D’autres détails relativement aux dispositions de la loi no 87 sont résumés dans l’affaire Balan c. la République de Moldova ((déc.), no 44746/08, § 9, 24 janvier 2012).

EN DROIT

22. Invoquant l’article 6 § 1 de la Convention ainsi que l’article 1 du Protocole no 1 à la Convention, le requérant se plaint de la non-exécution de la décision définitive du 20 février 2008. Il se plaint en outre de l’absence d’un recours effectif au sens de l’article 13 de la Convention pour faire valoir ses droits garantis par l’article 6 § 1 de la Convention et l’article 1 du Protocole no 1 à la Convention. Ces dispositions dans leurs passages pertinents en l’espèce sont ainsi libellées :

Article 6

« 1. Toute personne a droit à ce que sa cause soit entendue (...) dans un délai raisonnable, par un tribunal (...), qui décidera (...) des contestations sur ses droits et obligations de caractère civil (...) »

Article 1 du Protocole no 1

« Toute personne physique ou morale a droit au respect de ses biens. Nul ne peut être privé de sa propriété que pour cause d’utilité publique et dans les conditions prévues par la loi et les principes généraux du droit international.

(...) »

Article 13

« Toute personne dont les droits et libertés reconnus dans la (...) Convention ont été violés, a droit à l’octroi d’un recours effectif devant une instance nationale, alors même que la violation aurait été commise par des personnes agissant dans l’exercice de leurs fonctions officielles. »

I. SUR LA RECEVABILITÉ

23. Le Gouvernement argue que le requérant a perdu sa qualité de victime. Il indique à cet égard que les tribunaux nationaux ont reconnu l’existence d’une violation dans le chef de l’intéressé et qu’ils lui ont octroyé un dédommagement qu’il estime suffisant.

24. Le requérant rétorque que les juridictions internes n’ont pas explicitement reconnu la violation de l’article 6 de la Convention à son égard et que le montant du dédommagement moral accordé par celles-ci est largement inférieur à celui que la Cour avait alloué dans des affaires similaires. Il avance également qu’une partie de ses prétentions au titre du préjudice matériel a été rejetée par les tribunaux nationaux et que la décision définitive de la Cour suprême de justice du 20 février 2008 n’est toujours pas exécutée. Par conséquent, il estime ne pas avoir perdu sa qualité de victime des violations alléguées.

25. La Cour rappelle qu’une décision ou une mesure favorable au requérant ne suffit pas en principe à le priver de sa qualité de « victime » aux fins de l’article 34 de la Convention sauf si les autorités nationales reconnaissent, explicitement ou en substance, puis réparent la violation de la Convention (voir, parmi beaucoup d’autres, Kurić et autres c. Slovénie [GC], no 26828/06, § 259, CEDH 2012 (extraits)). Elle réaffirme que la question de savoir si le requérant a obtenu pour le dommage qui lui a été causé une réparation – comparable à la satisfaction équitable prévue à l’article 41 de la Convention – revêt de l’importance (Cocchiarella c. Italie [GC], no 64886/01, §§ 70-72, CEDH 2006‑V).

- _CONSIGNE A_: Remplacez « requérant » par « demandeur » dans le passage de l'extrait juridique compris entre « 23. Le Gouvernement » et « qu’il estime suffisant. », inclus, puis redonnez ce passage.
Le texte et les entrées proviennent de sources distinctes.

- _DONNÉES D'ENTRÉE_:
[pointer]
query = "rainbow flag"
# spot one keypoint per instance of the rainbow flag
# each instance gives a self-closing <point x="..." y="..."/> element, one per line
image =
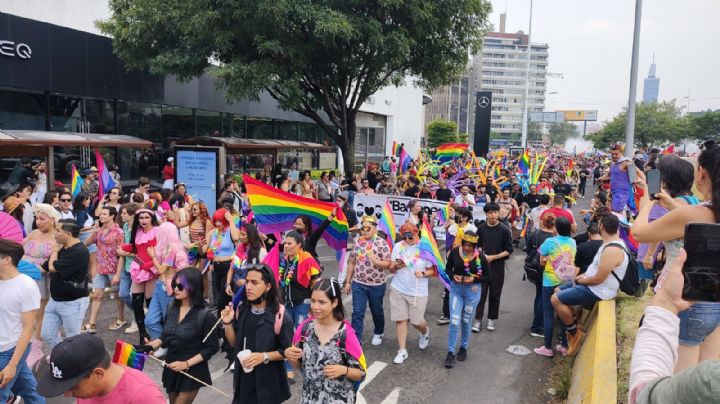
<point x="429" y="251"/>
<point x="275" y="211"/>
<point x="77" y="181"/>
<point x="125" y="354"/>
<point x="387" y="224"/>
<point x="447" y="152"/>
<point x="105" y="181"/>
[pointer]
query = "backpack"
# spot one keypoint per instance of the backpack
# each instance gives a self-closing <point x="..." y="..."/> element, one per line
<point x="630" y="283"/>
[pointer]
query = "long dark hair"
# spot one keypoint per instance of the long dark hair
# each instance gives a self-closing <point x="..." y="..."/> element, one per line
<point x="331" y="288"/>
<point x="136" y="224"/>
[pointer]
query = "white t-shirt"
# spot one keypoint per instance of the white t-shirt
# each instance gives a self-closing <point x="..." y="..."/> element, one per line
<point x="17" y="295"/>
<point x="404" y="280"/>
<point x="608" y="289"/>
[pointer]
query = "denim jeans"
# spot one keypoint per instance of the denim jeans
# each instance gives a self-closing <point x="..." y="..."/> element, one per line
<point x="549" y="318"/>
<point x="463" y="301"/>
<point x="157" y="310"/>
<point x="68" y="315"/>
<point x="362" y="296"/>
<point x="124" y="288"/>
<point x="24" y="383"/>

- _CONSIGNE B_: Repérez dans les entrées chaque ligne où figure le mot « backpack », et recopiez-la.

- _RÉSULTAT ATTENDU A_:
23. Le Gouvernement argue que le demandeur a perdu sa qualité de victime. Il indique à cet égard que les tribunaux nationaux ont reconnu l’existence d’une violation dans le chef de l’intéressé et qu’ils lui ont octroyé un dédommagement qu’il estime suffisant.

- _RÉSULTAT ATTENDU B_:
query = "backpack"
# spot one keypoint per instance of the backpack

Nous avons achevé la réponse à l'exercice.